PROBLEM SET:
1 > How much seed money does the investment plan in the EU summit excerpt count on?
2 > Please extract the EU summit excerpt from "Money for Ukraine" to "before offering more.".

SELECTED TEXT:
□ □ □ □ □ □ □
The plan counts on seed money of 21 billion euros leveraged to create 315 billion euros in eventual investments in huge energy, transport and technology schemes.

But in spite of Juncker's call for EU states to put their hands in their pockets, no specific pledges of money would be made at the summit, European sources said.

Juncker had a dig at some leaders who had called the overall package "measly" and pushed them to contribute, adding that whatever they give will not be counted as part of their national budgets, many of which are in breach of deficit rules which Brussels has tightened up considerably during the debt crisis.

- 'De-escalate' sanctions -

Money for Ukraine is another matter, with the EU -- which has already spent $1.6 billion on rescuing effectively bankrupt Ukraine alongside the International Monetary Fund and United States -- set to insist on reforms from Kiev before offering more.

With their eyes on their own struggling economies, there is also little appetite in the EU for more of the broader economic sanctions against Moscow of the sort adopted after the shooting down of Malaysia Airlines flight MH17 in July over Ukraine.

French President Francois Hollande -- who spoke with Putin and Ukrainian President Petro Poroshenko earlier this week -- suggested that the EU could "de-escalate" sanctions if Russia shifted on Ukraine.

The EU "is not in a hardening mindset," another diplomat said, while another added: "We don't want to provoke Putin too much."

Moscow remained uncompromising, saying after the sanctions announcement that the EU needed to understand Crimea was an "inalienable part" of Russia.

Putin earlier told a press conference that Western powers were trying to turn the famed Russian "bear" into a "stuffed figure".

But the Russian leader's tone in recent conversations with EU leaders was "less negative" than in his press conference, a diplomatic source told AFP.

Tusk meanwhile signalled a change of tone from his predecessor Herman Van Rompuy, announcing that the summit would wrap up Thursday instead of Friday, a far cry from the all-nighters at the height of the euro crisis.
□ □ □ □ □ □ □
GIVEN RECORDS:

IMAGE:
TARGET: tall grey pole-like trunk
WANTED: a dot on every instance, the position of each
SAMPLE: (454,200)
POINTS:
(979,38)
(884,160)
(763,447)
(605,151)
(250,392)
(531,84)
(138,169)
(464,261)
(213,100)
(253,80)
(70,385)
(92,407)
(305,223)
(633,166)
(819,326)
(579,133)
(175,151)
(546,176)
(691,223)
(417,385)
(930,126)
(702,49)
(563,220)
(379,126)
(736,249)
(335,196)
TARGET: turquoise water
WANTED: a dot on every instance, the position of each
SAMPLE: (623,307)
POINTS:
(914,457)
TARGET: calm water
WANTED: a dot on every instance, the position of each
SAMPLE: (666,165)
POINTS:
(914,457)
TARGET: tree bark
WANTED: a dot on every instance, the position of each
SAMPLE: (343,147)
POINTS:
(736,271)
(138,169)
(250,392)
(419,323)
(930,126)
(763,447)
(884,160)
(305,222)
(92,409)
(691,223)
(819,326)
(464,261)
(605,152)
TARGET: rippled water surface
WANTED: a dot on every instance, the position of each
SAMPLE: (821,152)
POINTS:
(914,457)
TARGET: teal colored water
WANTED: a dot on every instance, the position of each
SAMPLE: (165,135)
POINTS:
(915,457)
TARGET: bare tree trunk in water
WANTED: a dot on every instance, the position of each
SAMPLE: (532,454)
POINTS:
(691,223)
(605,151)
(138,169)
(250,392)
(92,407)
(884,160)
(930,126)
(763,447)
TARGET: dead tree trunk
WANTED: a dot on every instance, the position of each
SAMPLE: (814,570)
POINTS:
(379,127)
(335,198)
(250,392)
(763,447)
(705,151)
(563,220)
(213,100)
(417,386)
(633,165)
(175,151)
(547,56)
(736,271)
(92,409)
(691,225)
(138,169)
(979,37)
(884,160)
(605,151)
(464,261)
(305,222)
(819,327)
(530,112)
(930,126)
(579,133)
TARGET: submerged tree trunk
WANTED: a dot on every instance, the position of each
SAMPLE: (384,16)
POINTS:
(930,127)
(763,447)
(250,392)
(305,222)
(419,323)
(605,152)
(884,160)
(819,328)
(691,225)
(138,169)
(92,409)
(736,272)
□ □ □ □ □ □ □
EXERCISE ANSWERS:
1 > 21 billion euros

2 >
Money for Ukraine is another matter, with the EU -- which has already spent $1.6 billion on rescuing effectively bankrupt Ukraine alongside the International Monetary Fund and United States -- set to insist on reforms from Kiev before offering more.